**TEXT EXCERPT:**
+--

- Tuesday, April 1, 2014
By Mary Ellen Barnes
“Hello and welcome,” said Kitt Bret Harte, Imago Dei Middle School’s principal, as she buzzed me in. Imago Dei, founded eight years ago in downtown Tucson, Arizona, by the Rev. Anne Sawyer and the Rev. Susan Anderson-Smith, is designed to help children who live in poverty overcome the challenges that make learning difficult. Imago Dei, “Image of God” in Latin, is a tuition-free private school that employs a program of intensive education and social services to educate students in grades five through eight.
“Middle school students are trying on personalities. Our goal is to assist them during this difficult rite of passage,” Kitt said, as we climbed the steps to the third floor of the school. Here she introduced me to Mark Zero, the school’s development director, who led me on a tour.
Employing nine teachers, the school offers small class sizes: a maximum of 20 students and a minimum of two teachers. Students attend school ten hours a day, Monday through Friday, and a half day on Saturday for 11 months of the year.
“Our enrollment capacity is 80,” Zero said. “Ethnic backgrounds vary: 75 percent are Latino and/or Native American, and the rest are African, African American, or Caucasian. About half speak Spanish at home.”
Near the principal’s office, we came upon two students wielding screwdrivers to reassemble a student desk.
“How did the desk come apart?” I asked. “Are they honing their engineering skills?”
As we walked away, he answered, “Somehow the pair ‘engineered’ the deconstruction.”
“They don’t look like culprits to me.”
“They’re not, but they made a bad choice, and that’s something we handle immediately.
After talking with the principal, the students came to realize a collapsing desk could cause a serious accident.”
Zero added, “The school also rewards good behavior. Honor students can skip study hall and leave school an hour early or earn a free dress day.”

+--

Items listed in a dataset
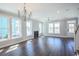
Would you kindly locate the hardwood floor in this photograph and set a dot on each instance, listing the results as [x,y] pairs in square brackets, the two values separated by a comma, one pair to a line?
[44,46]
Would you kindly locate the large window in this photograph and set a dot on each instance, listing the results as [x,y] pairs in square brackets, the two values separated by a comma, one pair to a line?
[57,28]
[54,28]
[71,26]
[29,28]
[3,27]
[40,27]
[50,28]
[16,27]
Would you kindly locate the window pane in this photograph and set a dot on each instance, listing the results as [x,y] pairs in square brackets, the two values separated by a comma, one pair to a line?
[50,28]
[29,28]
[71,28]
[16,27]
[40,27]
[3,27]
[57,28]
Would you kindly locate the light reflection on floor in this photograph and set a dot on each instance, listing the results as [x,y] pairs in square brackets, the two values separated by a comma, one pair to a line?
[29,47]
[12,48]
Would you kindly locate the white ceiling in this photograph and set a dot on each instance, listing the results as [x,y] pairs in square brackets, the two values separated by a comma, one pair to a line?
[43,11]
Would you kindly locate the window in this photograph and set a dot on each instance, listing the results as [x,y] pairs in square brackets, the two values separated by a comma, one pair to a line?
[16,27]
[50,28]
[71,26]
[40,27]
[57,28]
[3,27]
[29,28]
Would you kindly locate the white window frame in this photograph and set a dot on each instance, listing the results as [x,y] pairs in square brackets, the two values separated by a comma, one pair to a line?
[50,28]
[40,28]
[29,28]
[71,22]
[57,28]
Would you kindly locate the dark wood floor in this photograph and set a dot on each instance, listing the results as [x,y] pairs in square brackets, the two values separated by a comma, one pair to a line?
[44,46]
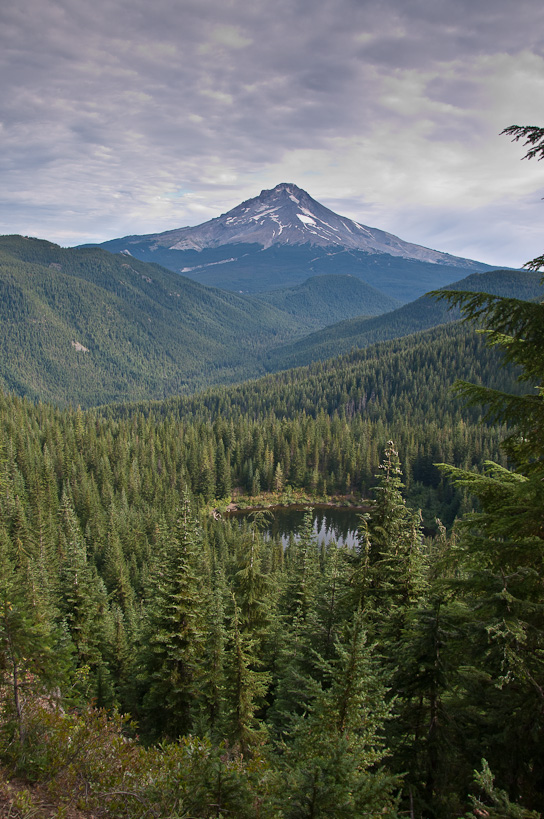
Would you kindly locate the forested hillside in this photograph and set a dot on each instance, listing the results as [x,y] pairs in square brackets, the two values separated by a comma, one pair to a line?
[280,683]
[84,326]
[414,317]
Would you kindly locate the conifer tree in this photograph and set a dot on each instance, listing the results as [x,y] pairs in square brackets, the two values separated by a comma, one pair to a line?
[332,763]
[172,639]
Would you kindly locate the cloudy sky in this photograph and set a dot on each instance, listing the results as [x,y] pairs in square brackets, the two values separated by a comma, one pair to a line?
[132,116]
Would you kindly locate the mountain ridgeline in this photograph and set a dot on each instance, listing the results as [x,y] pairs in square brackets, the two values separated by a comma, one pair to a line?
[88,327]
[283,237]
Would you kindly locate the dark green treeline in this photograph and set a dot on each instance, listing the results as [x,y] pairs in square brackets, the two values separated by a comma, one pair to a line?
[319,683]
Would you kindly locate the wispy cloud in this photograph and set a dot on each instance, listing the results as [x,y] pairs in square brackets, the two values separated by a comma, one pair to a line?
[125,117]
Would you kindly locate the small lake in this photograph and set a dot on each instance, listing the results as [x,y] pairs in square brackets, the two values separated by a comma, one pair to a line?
[331,524]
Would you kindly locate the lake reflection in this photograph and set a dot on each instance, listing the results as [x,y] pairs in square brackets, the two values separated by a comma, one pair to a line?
[337,525]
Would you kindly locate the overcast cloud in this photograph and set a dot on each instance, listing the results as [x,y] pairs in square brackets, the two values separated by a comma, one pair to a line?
[122,116]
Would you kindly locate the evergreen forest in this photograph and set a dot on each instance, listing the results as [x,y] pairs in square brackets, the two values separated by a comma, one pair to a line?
[160,659]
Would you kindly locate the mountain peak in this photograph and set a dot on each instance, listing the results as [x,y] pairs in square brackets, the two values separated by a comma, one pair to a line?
[287,215]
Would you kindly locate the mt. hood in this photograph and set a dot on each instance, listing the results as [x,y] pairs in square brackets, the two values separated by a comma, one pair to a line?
[283,237]
[287,215]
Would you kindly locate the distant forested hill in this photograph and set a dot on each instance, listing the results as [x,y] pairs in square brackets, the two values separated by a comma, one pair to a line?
[327,299]
[83,326]
[87,327]
[418,315]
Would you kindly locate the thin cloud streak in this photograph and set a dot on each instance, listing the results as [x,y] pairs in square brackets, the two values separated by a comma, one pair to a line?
[118,117]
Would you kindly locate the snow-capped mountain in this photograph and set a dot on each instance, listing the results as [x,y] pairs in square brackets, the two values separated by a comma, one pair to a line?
[287,215]
[283,237]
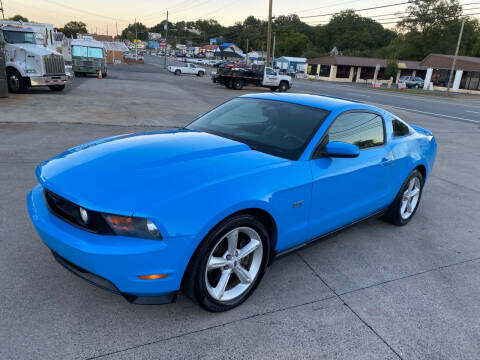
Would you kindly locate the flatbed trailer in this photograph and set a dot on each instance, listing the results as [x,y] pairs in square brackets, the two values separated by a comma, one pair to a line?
[237,78]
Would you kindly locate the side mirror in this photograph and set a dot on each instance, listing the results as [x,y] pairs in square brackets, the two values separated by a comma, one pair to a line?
[341,149]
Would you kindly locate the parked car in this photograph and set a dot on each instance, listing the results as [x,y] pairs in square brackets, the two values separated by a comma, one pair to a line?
[189,68]
[412,81]
[208,207]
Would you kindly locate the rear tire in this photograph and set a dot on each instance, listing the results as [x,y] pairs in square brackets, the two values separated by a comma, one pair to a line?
[16,82]
[204,275]
[283,86]
[57,88]
[238,84]
[408,198]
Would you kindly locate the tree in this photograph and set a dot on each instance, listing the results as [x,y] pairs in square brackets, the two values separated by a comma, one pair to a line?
[72,28]
[19,18]
[294,44]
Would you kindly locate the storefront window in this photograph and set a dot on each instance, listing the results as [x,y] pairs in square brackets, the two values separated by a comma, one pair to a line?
[381,74]
[367,73]
[440,77]
[325,70]
[343,72]
[470,80]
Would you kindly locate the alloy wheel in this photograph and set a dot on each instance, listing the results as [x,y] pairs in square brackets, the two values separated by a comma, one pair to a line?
[233,264]
[410,198]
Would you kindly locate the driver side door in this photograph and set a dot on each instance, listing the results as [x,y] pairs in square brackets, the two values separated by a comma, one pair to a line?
[348,189]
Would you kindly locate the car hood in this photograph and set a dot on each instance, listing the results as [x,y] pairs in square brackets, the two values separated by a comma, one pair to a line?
[121,174]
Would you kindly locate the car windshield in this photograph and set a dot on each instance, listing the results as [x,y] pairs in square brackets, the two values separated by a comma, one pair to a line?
[19,37]
[87,51]
[273,127]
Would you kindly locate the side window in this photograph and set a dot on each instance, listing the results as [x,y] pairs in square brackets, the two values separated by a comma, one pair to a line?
[359,128]
[399,128]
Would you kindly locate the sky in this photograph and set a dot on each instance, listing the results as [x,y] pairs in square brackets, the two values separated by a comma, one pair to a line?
[104,16]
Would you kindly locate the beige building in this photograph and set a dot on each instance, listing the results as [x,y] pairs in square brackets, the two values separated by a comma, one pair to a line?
[358,69]
[466,73]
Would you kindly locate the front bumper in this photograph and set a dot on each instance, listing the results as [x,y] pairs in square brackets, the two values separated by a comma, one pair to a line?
[112,262]
[49,80]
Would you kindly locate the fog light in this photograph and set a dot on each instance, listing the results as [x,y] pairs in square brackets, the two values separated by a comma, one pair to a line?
[153,276]
[84,215]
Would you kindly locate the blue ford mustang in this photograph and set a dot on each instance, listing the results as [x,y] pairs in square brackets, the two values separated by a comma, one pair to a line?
[206,208]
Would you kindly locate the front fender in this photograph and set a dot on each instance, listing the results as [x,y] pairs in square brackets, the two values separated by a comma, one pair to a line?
[14,65]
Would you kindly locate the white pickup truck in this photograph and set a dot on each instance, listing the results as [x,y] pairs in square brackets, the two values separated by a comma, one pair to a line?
[258,75]
[187,69]
[30,64]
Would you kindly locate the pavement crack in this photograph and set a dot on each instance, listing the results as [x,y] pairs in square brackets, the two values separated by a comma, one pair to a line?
[211,327]
[350,308]
[411,275]
[456,184]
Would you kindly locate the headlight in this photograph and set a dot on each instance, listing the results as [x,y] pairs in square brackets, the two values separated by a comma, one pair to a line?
[133,226]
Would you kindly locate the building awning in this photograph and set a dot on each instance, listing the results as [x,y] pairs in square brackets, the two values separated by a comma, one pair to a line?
[441,61]
[363,62]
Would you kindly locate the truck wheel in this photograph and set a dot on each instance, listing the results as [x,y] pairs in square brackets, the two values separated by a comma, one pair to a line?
[283,86]
[238,84]
[16,82]
[57,87]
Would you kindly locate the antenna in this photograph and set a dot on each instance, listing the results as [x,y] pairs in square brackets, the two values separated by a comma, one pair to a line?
[1,9]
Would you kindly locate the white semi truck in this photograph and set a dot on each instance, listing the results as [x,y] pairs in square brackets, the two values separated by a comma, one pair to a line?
[30,64]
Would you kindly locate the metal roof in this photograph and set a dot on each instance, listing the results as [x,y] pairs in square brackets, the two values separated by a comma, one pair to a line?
[16,28]
[441,61]
[87,42]
[292,59]
[363,61]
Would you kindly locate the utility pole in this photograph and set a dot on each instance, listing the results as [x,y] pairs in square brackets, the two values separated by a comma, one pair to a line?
[166,43]
[269,32]
[136,38]
[455,56]
[273,50]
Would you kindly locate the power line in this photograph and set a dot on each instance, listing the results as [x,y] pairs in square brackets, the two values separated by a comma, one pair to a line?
[356,10]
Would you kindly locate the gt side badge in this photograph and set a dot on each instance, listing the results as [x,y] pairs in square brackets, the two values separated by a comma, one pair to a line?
[297,204]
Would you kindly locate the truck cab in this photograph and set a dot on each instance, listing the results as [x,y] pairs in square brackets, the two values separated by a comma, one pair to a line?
[30,64]
[88,57]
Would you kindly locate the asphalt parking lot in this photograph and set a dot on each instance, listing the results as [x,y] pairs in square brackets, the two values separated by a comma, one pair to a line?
[373,292]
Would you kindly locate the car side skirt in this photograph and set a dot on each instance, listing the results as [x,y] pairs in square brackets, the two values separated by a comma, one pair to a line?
[330,234]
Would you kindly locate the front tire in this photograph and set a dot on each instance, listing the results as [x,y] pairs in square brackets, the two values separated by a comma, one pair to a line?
[229,264]
[406,203]
[57,88]
[16,82]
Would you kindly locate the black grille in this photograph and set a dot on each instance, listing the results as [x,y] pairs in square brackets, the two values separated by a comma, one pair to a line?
[70,212]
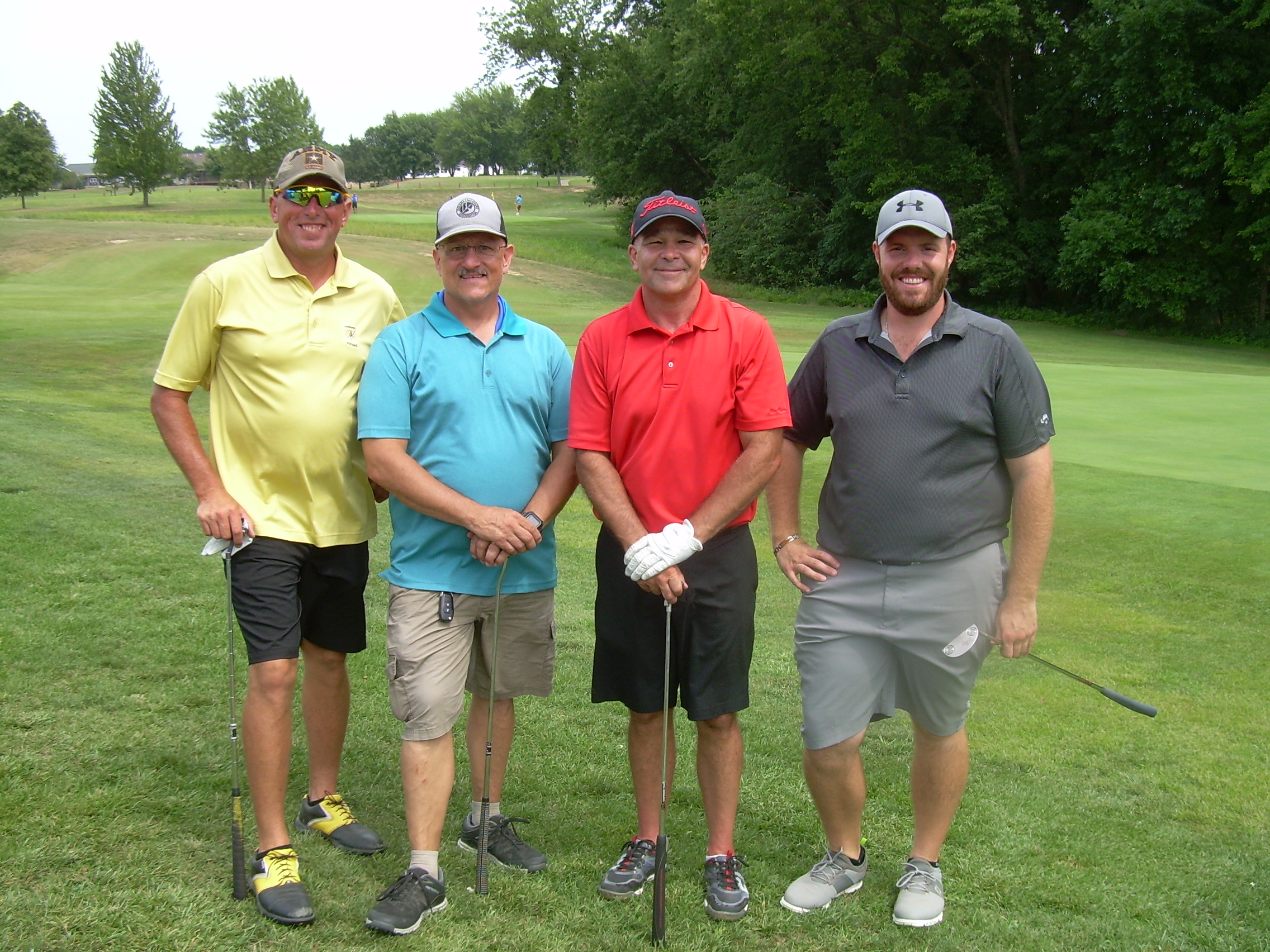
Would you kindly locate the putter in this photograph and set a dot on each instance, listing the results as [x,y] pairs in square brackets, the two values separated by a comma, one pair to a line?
[483,837]
[235,792]
[1107,692]
[225,549]
[660,862]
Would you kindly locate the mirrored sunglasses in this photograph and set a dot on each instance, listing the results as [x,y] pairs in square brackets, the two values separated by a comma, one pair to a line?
[304,194]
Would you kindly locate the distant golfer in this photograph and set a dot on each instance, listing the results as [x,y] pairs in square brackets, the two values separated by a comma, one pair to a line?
[464,416]
[279,335]
[679,412]
[940,424]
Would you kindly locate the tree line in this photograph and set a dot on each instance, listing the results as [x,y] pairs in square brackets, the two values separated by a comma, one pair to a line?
[1104,155]
[138,142]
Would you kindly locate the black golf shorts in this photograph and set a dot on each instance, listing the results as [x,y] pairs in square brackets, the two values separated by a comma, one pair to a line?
[285,592]
[712,630]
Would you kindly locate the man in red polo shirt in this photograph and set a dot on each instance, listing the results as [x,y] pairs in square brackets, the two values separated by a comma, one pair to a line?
[677,414]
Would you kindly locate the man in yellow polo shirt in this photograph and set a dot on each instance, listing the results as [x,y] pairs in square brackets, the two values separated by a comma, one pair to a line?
[279,335]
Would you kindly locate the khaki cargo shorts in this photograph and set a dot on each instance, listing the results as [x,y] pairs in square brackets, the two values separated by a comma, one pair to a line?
[431,661]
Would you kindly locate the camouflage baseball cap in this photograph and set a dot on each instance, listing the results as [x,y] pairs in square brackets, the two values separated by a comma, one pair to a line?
[311,160]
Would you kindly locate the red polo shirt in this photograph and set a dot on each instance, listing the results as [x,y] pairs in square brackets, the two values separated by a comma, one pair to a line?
[667,408]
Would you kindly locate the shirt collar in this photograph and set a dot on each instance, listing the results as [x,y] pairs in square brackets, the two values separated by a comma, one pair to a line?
[445,323]
[951,321]
[279,265]
[705,315]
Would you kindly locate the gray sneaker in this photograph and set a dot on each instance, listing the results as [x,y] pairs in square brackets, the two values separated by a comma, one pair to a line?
[506,846]
[921,895]
[727,897]
[831,878]
[632,872]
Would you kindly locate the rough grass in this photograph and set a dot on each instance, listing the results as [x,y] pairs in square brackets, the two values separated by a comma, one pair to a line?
[1085,825]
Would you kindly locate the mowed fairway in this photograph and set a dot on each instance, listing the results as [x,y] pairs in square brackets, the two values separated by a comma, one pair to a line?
[1085,827]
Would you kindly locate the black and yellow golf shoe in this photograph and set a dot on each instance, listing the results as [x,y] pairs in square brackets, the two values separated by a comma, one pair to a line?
[279,894]
[332,818]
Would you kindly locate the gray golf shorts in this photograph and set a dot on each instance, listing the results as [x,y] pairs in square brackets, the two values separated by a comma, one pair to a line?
[432,661]
[873,639]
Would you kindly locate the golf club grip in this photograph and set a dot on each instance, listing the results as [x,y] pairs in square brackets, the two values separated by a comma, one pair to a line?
[236,850]
[483,847]
[660,890]
[1129,702]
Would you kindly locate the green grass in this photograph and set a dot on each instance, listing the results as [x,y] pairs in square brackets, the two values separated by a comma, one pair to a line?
[1085,827]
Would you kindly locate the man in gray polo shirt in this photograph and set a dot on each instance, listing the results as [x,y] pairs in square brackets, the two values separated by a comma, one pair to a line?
[940,424]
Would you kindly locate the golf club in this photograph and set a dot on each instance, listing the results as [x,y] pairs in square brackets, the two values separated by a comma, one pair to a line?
[235,792]
[483,837]
[225,549]
[1107,692]
[660,867]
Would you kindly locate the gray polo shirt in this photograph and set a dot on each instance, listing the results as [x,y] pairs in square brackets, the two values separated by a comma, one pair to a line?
[918,446]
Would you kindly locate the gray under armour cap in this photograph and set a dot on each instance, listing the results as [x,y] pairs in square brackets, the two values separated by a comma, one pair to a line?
[469,212]
[914,208]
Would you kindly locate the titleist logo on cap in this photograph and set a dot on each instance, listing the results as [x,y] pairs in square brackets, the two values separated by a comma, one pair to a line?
[662,201]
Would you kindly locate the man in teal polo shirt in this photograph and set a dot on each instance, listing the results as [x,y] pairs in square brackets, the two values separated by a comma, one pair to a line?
[464,413]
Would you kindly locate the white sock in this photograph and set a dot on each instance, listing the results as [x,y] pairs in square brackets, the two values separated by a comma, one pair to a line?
[426,860]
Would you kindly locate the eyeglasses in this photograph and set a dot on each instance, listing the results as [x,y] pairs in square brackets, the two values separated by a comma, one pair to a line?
[304,194]
[458,253]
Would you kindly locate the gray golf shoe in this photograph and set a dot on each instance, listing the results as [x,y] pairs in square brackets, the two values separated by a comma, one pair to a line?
[506,846]
[632,872]
[727,897]
[831,878]
[921,894]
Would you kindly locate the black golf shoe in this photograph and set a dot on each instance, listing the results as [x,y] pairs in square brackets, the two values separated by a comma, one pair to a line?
[332,818]
[279,894]
[506,847]
[632,872]
[727,897]
[408,902]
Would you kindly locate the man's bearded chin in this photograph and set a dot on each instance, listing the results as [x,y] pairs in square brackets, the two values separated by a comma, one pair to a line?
[893,290]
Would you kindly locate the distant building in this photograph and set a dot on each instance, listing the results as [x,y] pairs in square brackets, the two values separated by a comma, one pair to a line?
[87,172]
[195,174]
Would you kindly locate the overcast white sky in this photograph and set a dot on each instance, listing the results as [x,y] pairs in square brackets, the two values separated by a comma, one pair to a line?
[409,58]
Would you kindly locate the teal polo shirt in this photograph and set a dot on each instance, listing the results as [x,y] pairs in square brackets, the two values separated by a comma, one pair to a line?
[480,418]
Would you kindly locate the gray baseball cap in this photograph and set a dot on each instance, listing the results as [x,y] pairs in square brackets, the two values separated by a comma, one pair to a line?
[469,212]
[916,208]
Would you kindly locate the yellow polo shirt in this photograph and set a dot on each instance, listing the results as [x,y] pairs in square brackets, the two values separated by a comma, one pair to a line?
[283,363]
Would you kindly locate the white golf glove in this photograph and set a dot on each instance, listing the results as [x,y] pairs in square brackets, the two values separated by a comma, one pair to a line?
[658,551]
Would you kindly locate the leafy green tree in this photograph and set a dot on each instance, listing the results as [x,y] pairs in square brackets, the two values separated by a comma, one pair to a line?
[136,137]
[258,125]
[557,45]
[483,130]
[29,163]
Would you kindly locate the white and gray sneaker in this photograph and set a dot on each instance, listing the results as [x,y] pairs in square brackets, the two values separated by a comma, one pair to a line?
[921,894]
[833,876]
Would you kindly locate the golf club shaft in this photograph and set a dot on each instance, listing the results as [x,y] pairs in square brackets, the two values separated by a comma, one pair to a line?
[235,791]
[483,834]
[1107,692]
[660,869]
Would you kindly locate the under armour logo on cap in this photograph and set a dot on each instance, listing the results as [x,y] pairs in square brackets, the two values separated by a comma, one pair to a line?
[913,208]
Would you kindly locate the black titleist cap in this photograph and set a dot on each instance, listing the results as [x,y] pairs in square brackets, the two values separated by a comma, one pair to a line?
[669,203]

+--

**WRITTEN REQUEST 1:** In the article on Imago Dei Middle School, what enrollment capacity does the development director give for the school?
**WRITTEN REQUEST 2:** Using the article on Imago Dei Middle School, explain why the two students near the principal's office were reassembling a desk.

**TASK RESULT 1:** The school's enrollment capacity is 80.

**TASK RESULT 2:** The pair had taken the desk apart, which the development director called a bad choice that the school handles immediately. After talking with the principal, the students came to realize that a collapsing desk could cause a serious accident.